Exercise objective:
In the report on Spain's return to recession, answer these questions:
1. According to the National Statistics Institute's preliminary data, by how much did Spain's gross domestic product shrink in the first quarter of 2012?
2. What unemployment rate does the report give for the first quarter?
3. To what share of GDP does Spain aim to lower the public deficit next year?
=== Text under study ===
Spain has tipped back into recession, official data showed Monday, grim news for a cash-strapped economy hobbled by rising debt, soaring unemployment and deeply troubled banks.
Spain's gross domestic product shrank by 0.3 percent in the first quarter of 2012, equalling the slump in the final quarter of 2011, according to preliminary data from the National Statistics Institute.
The return to recession, blamed on weak domestic demand only partially compensated by exports, comes barely two years after Spain emerged from the last downturn at the start of 2010.
It was no surprise just days after an even more pessimistic diagnosis by Bank of Spain, which estimated the economy shrank 0.4 percent in the first quarter.
Despite growing opposition to cuts during a recession with 24.4-percent unemployment in the first quarter, the government has vowed to meet its tough deficit-cutting targets so as to regain market confidence.
Tens of thousands of people took the streets on Sunday to protest against the conservative Popular Party's austerity measures, especially those affecting health care and education.
"Looking ahead, we fear that things are likely to get worse before they get better," warned INGeconomist Martin van Vliet.
"Indeed, the ongoing drag from real estate and the sheer scale of Spain's planned fiscal adjustment -- more than four percent of GDP this year -- mean that the recession will almost certainly deepen in the coming quarters, pushing unemployment to even more dramatic highs."
Doubts about Spain's ability to meet its deficit goals have been amplified by the plight of the banks, many bogged down in bad loans extended during a property boom which collapsed in 2008.
Standard & Poor's on Monday downgraded the ratings of the top Spanish banks, including Santander and BBVA, after slashing the country's credit standing because of the deficit and recession.
The banks affected include Santander and its subsidiary Banesto, BBVA, Banco Sabadell, Ibercaja, Kutxabank, Banca Civica, Bankinter and the local unit of Barclays.
An economy ministry official, who declined to be named, said the government was studying a scheme to allow banks to split off their bad loans and place them into a separate agency.
The agency would not be a 'bad bank' -- a special vehicle used in countries such as Ireland to help stabilise the banking system -- because the state itself would take no part, the official said.
Banks that joined the scheme would have to set aside financial provisions that recognise the sharply reduced market value of the loans, extended during the housing bubble.
"It is so banks can go back to doing their work as banks and someone else can take care of selling the assets," the official said.
Bank of Spain figures on Friday showed commercial banks held problem real estate loans worth 184 billion euros, some 60 percent of their property portfolio at the end of 2011.
The ratio of bad loans -- those at least three months in arrears -- hit an 18-year high in February of 8.15 percent of total credit extended, the highest since 1994, central bank figures show.
"While we see the 'bad bank' scheme currently being contemplated by the Spanish government as a positive step towards more clarity, it is unlikely to improve the banking sector's capital position unless accompanied by capital injections," ING's Van Vliet said.
Spain aims to lower the public deficit -- the shortfall in revenues to spending -- to 5.3 percent of GDP this year and 3.0 percent of GDP next year, after allowing it to hit 8.5 percent of GDP in 2011.
The accumulated public debt is officially forecast to leap to 79.8 percent of GDP this year from 68.5 percent at the end of 2011.
=== Records ===
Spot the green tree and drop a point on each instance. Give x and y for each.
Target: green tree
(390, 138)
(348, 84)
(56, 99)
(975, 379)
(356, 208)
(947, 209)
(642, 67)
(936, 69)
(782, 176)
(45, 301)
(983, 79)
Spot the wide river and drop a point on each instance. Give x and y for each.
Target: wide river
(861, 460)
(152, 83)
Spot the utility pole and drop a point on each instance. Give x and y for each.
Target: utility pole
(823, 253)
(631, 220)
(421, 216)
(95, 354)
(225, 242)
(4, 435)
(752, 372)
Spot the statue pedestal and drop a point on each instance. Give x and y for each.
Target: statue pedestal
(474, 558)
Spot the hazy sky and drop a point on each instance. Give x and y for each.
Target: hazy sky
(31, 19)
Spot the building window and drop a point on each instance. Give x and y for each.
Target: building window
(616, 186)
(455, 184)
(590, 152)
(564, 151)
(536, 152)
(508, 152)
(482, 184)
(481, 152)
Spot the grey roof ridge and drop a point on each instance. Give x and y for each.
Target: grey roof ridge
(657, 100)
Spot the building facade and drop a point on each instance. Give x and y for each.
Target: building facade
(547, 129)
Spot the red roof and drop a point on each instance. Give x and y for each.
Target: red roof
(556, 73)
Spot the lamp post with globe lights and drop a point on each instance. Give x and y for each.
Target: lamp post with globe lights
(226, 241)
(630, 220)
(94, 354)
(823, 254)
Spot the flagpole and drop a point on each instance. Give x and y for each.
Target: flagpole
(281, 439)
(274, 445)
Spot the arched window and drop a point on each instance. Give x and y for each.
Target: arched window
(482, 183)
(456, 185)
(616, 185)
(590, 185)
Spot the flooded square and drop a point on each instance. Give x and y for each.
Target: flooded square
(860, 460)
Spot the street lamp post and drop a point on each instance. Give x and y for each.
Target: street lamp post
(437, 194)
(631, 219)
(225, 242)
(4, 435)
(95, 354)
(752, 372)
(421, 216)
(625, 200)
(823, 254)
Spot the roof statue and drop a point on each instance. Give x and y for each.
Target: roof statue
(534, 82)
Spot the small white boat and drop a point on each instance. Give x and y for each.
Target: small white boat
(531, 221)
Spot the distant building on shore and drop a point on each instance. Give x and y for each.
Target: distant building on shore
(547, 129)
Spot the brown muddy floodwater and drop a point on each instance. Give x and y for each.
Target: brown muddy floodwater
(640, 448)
===
Task answer:
1. By 0.3 percent.
2. 24.4 percent.
3. 3.0 percent of GDP.